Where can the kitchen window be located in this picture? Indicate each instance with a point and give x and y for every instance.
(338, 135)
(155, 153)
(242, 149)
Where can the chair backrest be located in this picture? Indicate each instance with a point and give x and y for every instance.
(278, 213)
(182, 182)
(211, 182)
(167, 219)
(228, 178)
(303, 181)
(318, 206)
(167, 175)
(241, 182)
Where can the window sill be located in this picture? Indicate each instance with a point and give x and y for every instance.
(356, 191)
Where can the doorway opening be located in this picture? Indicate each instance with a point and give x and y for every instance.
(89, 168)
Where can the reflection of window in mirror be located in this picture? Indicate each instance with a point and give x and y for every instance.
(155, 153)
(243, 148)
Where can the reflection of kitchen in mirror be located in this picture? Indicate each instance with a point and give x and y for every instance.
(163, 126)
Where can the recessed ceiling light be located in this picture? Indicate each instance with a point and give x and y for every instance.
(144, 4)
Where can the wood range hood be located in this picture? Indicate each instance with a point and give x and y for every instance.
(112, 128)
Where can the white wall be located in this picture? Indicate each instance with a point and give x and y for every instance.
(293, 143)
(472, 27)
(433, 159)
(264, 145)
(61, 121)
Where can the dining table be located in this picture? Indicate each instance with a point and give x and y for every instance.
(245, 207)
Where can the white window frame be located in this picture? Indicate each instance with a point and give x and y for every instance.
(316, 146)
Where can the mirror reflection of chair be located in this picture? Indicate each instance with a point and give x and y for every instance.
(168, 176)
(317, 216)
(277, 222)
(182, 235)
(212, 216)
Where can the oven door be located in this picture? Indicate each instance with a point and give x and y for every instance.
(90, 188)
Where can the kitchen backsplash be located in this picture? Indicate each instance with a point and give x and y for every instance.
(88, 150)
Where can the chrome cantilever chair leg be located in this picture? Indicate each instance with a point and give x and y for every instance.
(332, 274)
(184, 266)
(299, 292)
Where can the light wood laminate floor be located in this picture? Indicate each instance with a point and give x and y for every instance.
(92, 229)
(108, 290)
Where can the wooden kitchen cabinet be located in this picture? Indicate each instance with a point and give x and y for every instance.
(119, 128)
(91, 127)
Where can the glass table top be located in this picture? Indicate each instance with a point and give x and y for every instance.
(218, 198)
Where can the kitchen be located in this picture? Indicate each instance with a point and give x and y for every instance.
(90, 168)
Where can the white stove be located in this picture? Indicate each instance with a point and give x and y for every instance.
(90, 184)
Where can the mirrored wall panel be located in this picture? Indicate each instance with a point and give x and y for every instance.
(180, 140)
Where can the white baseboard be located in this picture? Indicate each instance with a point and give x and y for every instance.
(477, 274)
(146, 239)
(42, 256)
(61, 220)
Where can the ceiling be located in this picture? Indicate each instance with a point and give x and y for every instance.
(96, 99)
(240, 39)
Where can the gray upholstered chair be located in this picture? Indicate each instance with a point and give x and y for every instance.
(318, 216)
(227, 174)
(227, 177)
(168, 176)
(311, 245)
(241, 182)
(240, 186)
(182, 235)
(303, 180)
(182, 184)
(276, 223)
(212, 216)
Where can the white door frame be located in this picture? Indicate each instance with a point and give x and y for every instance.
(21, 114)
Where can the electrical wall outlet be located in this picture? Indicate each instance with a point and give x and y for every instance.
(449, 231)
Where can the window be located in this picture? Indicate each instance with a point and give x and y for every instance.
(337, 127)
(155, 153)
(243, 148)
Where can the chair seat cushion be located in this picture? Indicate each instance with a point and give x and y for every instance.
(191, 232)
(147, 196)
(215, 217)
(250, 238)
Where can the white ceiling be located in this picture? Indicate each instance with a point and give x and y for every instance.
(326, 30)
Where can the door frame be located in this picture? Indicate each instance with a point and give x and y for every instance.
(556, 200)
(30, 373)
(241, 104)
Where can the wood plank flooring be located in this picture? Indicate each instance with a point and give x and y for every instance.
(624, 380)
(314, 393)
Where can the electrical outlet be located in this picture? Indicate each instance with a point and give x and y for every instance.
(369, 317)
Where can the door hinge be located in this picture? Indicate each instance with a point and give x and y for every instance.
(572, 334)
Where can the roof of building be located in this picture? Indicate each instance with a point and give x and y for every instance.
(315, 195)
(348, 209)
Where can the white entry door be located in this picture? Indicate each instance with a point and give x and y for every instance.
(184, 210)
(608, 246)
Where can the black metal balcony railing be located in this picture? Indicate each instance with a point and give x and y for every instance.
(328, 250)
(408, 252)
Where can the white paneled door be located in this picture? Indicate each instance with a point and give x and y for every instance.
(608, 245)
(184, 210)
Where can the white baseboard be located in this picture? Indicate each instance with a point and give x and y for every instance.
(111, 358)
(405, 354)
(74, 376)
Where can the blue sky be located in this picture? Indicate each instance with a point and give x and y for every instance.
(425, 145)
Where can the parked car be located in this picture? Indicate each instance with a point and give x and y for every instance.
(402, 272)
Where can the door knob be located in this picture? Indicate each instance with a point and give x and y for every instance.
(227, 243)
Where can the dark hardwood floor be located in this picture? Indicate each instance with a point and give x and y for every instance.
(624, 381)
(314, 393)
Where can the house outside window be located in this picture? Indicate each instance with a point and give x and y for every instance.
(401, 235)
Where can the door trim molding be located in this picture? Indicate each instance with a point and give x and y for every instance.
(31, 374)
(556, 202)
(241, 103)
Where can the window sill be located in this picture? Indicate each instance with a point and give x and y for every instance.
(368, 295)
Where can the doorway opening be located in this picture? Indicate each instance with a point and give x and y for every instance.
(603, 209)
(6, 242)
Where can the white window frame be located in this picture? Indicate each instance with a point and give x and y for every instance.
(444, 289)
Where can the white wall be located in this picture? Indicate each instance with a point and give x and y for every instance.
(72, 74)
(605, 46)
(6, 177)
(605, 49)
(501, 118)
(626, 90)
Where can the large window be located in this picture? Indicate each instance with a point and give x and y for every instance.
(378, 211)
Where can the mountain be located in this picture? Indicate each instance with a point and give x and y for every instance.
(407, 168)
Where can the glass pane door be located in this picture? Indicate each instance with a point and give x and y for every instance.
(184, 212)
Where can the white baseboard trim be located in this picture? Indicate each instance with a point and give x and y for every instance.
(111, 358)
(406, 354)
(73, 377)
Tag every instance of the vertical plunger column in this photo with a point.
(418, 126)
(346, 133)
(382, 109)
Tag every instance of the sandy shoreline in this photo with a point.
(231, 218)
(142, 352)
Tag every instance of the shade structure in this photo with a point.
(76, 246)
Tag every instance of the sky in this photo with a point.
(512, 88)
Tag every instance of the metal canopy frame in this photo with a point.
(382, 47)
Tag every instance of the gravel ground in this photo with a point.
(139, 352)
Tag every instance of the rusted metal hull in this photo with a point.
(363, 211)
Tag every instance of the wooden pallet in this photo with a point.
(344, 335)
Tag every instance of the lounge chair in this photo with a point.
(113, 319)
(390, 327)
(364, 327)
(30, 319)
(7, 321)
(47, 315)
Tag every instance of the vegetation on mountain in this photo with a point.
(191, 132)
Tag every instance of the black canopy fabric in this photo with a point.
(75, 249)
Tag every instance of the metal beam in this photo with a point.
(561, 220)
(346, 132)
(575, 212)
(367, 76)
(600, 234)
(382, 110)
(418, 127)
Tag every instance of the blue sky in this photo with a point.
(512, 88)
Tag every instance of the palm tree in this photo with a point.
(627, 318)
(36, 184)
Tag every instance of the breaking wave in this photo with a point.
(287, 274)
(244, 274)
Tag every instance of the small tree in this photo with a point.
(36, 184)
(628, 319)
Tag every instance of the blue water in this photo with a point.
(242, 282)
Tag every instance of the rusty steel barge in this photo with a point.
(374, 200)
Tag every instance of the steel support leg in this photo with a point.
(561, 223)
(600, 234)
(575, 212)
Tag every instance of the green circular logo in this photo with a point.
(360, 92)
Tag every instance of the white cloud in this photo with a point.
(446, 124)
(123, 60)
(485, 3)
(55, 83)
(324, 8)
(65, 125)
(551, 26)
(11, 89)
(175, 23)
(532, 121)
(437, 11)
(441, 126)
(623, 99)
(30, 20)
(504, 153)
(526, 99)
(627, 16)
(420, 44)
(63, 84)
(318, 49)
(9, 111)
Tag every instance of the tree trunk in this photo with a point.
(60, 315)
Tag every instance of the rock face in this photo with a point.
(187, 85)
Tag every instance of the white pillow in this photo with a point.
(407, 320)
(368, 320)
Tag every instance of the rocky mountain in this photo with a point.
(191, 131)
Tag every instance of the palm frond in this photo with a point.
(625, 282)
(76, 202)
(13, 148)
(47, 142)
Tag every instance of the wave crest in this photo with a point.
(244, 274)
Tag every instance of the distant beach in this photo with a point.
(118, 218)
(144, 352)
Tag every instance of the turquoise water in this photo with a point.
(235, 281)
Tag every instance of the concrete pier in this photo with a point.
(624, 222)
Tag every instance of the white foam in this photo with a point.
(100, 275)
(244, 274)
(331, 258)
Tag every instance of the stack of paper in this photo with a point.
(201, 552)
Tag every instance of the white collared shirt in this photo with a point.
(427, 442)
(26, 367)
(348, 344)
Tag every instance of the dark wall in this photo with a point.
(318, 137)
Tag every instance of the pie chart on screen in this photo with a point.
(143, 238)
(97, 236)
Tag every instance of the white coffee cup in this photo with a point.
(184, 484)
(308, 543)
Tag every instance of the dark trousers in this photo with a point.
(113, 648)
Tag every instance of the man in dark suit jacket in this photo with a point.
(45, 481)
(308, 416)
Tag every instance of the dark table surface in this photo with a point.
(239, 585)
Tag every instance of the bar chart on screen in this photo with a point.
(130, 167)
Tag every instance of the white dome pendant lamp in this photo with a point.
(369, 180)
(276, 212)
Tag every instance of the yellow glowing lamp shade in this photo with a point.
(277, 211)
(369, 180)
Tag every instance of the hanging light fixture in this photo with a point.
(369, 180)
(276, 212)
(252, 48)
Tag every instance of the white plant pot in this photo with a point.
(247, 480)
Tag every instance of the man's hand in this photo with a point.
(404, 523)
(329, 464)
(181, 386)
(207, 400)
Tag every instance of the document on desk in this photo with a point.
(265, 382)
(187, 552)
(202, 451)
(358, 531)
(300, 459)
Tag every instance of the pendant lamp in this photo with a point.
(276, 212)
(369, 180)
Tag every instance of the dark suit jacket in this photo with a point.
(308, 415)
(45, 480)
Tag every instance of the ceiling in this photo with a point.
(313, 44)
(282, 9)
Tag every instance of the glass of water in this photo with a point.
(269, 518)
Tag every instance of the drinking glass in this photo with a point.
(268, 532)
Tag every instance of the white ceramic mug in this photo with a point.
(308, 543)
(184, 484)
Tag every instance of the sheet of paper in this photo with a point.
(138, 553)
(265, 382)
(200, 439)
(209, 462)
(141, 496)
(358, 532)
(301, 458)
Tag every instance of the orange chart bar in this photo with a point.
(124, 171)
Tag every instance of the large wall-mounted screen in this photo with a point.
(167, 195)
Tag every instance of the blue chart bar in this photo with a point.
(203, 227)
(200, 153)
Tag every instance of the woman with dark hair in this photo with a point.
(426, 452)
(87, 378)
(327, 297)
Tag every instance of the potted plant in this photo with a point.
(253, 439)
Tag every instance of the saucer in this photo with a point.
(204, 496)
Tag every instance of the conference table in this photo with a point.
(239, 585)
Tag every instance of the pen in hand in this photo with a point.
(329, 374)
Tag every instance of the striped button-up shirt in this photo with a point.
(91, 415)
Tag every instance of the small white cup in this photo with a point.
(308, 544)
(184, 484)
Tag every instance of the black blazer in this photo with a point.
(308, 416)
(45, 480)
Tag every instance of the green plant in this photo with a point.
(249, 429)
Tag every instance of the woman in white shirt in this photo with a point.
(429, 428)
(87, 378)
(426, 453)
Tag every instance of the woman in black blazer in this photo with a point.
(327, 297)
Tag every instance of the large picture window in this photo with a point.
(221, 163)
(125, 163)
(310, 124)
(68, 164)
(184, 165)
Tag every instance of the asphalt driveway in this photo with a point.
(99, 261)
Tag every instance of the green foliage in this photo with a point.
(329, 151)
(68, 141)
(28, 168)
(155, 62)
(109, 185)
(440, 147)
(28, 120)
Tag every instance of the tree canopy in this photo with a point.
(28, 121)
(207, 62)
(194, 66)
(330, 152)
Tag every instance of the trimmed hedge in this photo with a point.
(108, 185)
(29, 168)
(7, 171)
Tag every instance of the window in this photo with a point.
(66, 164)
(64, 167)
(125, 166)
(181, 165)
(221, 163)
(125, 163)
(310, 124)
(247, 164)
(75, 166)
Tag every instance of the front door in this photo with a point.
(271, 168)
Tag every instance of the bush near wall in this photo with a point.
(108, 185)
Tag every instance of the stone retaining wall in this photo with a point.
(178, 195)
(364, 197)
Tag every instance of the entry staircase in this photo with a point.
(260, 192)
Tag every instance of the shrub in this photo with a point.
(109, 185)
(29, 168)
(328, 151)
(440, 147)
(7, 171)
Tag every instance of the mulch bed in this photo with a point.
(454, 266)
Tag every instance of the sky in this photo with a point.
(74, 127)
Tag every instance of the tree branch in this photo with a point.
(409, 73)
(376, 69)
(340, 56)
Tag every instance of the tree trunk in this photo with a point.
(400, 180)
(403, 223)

——————————

- _Description of the task_
Rewrite everything from the line containing "Tag every instance of the tree branch" down to the end of the records, keeping every line, and raise each coordinate in the answers by 97.

- _Correct result_
Tag every instance of the tree branch in this photo with a point.
(506, 170)
(473, 166)
(437, 153)
Tag every instance of the tree trunk in this photo with a point.
(497, 277)
(500, 320)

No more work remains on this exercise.